-- THE REQUEST --
Produce an exact copy of the lines from the line containing "Annotate every instance of the black" through the last line of the entries below, and only those lines.

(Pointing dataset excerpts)
>>
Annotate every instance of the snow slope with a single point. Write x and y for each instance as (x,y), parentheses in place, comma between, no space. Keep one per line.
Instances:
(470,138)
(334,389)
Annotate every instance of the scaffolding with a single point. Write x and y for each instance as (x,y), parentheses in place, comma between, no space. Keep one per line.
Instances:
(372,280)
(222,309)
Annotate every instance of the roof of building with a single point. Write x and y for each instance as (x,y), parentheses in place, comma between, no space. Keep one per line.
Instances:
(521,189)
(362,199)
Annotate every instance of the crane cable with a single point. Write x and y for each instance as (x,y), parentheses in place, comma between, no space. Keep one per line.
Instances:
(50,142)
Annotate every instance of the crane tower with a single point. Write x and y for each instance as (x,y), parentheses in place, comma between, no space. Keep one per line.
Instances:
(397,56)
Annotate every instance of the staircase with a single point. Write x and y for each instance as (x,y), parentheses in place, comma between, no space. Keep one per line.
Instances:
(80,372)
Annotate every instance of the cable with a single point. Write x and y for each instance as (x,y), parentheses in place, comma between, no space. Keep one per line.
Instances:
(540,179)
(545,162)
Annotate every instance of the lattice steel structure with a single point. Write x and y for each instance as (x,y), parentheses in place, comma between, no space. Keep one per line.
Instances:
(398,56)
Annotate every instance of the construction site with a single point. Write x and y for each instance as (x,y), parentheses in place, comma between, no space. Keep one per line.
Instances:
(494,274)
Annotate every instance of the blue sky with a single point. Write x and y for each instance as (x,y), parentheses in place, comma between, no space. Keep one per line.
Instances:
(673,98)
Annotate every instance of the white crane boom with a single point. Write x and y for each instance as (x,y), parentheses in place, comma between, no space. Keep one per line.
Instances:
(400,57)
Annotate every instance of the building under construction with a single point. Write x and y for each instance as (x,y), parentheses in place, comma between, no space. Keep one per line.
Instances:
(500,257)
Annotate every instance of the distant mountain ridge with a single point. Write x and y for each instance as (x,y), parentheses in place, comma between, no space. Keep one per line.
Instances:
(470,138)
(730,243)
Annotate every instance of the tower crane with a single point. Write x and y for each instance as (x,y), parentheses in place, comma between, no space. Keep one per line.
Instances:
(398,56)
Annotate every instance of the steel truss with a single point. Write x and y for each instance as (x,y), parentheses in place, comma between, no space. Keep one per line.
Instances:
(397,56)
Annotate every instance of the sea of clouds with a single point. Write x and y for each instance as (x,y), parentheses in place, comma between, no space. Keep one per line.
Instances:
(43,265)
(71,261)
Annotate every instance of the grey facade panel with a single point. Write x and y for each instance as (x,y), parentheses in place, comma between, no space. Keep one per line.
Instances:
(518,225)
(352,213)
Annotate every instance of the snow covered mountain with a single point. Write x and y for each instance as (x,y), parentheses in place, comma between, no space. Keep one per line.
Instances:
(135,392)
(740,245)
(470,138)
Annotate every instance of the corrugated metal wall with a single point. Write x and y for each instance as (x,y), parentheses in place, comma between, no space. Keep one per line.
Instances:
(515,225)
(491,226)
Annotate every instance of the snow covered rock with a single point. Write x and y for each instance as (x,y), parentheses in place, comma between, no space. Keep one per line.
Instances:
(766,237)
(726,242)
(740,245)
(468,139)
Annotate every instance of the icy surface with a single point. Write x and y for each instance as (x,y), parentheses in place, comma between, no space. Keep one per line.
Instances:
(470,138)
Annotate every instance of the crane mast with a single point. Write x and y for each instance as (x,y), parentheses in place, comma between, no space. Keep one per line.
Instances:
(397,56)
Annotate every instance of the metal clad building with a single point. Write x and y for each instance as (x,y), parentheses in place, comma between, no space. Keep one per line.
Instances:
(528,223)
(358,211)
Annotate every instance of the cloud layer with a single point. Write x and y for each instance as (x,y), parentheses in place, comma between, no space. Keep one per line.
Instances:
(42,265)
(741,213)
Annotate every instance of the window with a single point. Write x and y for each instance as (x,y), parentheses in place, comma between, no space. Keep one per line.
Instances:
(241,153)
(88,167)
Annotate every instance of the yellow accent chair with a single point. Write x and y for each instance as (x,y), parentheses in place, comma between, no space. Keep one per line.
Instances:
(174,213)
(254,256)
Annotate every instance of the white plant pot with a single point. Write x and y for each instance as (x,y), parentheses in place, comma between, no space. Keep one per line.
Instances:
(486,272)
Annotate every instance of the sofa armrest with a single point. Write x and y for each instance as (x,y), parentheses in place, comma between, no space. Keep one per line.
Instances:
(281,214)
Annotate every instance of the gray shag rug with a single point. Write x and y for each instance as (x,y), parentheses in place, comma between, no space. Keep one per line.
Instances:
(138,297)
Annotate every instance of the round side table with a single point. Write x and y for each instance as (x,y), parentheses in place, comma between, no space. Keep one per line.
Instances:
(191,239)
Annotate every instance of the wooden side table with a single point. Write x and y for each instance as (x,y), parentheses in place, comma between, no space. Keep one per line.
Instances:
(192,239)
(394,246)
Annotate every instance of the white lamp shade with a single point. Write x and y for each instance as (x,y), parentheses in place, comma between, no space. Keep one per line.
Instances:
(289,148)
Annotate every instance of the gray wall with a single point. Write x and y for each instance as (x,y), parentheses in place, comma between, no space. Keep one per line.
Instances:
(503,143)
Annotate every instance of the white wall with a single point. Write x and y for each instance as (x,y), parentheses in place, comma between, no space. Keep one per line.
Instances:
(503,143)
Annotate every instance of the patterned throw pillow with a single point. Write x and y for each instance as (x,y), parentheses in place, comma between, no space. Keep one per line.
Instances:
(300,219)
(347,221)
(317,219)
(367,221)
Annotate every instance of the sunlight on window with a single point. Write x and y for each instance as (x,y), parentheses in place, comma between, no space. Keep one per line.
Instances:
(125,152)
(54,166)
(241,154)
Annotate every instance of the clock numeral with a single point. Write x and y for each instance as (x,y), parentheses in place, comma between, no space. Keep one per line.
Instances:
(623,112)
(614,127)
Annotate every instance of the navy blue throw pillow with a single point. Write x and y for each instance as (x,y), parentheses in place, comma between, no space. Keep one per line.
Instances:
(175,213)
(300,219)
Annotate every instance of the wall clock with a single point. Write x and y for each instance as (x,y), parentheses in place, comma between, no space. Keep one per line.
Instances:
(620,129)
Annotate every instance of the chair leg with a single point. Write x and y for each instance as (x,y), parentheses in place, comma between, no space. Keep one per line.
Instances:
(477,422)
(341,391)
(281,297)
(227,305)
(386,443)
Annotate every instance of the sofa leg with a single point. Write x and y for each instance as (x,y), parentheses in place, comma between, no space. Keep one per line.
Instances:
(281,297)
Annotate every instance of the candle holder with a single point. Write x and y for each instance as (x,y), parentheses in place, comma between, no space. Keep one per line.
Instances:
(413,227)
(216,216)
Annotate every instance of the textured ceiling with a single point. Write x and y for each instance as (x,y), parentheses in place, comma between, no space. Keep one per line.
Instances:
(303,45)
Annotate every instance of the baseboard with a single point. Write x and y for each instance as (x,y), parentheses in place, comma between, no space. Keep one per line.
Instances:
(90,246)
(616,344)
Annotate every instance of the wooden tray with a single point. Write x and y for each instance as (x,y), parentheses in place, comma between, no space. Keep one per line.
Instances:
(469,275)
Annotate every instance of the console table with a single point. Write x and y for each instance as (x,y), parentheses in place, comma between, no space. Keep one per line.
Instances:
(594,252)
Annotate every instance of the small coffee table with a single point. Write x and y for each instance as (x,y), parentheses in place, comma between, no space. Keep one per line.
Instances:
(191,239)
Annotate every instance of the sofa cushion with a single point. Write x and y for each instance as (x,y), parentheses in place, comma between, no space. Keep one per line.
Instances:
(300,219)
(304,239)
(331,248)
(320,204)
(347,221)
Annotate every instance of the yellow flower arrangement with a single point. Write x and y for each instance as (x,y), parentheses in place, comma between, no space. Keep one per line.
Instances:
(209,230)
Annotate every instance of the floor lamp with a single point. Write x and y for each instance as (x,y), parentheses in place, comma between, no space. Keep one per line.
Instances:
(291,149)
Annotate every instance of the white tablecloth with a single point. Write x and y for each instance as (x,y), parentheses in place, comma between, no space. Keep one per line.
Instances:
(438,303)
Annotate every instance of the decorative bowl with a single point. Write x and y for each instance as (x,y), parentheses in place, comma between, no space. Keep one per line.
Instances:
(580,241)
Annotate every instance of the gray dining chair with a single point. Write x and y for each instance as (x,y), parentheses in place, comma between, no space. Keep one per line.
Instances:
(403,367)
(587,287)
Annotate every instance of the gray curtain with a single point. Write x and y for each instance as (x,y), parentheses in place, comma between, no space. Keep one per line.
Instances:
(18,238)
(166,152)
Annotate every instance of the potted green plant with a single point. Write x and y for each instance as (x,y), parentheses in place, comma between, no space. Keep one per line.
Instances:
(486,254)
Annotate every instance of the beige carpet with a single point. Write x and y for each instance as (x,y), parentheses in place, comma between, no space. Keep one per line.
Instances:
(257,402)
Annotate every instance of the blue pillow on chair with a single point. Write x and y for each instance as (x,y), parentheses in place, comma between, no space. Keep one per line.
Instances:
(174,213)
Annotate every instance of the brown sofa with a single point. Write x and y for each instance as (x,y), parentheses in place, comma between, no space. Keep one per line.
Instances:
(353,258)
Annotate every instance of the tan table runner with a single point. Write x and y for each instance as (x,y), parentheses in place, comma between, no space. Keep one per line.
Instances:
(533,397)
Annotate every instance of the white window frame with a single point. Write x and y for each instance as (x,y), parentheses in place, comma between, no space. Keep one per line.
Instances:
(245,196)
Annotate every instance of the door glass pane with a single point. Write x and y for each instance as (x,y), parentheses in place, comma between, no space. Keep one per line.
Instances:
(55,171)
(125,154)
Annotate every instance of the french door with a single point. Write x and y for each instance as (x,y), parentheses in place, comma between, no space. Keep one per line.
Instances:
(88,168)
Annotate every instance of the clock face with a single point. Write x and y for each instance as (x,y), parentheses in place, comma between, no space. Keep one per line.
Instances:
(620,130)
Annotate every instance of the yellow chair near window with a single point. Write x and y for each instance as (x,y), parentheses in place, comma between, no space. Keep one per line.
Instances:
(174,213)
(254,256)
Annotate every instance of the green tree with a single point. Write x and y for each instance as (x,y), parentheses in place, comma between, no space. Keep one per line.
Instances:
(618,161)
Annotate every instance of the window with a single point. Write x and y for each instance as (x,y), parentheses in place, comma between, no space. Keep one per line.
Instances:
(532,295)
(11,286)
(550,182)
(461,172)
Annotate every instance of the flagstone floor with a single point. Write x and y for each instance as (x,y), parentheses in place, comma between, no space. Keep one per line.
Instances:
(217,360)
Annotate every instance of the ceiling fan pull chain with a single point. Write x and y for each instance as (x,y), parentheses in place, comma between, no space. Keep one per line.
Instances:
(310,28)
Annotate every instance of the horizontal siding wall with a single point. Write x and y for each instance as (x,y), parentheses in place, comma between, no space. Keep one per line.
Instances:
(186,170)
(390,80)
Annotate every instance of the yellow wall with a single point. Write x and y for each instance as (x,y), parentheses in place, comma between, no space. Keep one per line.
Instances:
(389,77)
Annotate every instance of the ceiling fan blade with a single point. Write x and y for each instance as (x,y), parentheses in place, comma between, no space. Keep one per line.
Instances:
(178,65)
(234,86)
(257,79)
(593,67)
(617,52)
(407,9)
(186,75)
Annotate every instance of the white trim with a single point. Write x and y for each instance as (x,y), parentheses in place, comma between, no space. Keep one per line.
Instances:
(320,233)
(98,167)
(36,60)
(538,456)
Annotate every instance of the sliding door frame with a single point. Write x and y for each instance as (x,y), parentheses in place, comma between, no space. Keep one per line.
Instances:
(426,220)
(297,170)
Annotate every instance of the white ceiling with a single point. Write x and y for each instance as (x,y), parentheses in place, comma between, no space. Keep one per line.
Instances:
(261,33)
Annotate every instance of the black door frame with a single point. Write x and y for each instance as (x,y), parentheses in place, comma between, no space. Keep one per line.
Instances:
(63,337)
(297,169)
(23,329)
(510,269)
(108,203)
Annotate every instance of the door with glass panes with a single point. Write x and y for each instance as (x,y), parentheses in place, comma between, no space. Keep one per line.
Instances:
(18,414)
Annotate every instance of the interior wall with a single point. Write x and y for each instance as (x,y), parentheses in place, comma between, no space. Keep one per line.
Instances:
<<
-- RESULT --
Annotate every instance of the black door frame with a single point. Write x and y for each instance as (x,y), parentheses in place, comma between, no space. Keep one per line.
Instances:
(63,337)
(297,169)
(23,329)
(510,269)
(108,203)
Annotate every instance of the door with glass panes with a single point. Write x and y for each instance as (x,y), parentheses in place, comma between, no space. Keep one per line.
Instances:
(18,414)
Annotate every instance of the interior wall with a single point. Write x and y for each instance as (x,y), parentheses in place, comma between, no space. Keep one per line.
Instances:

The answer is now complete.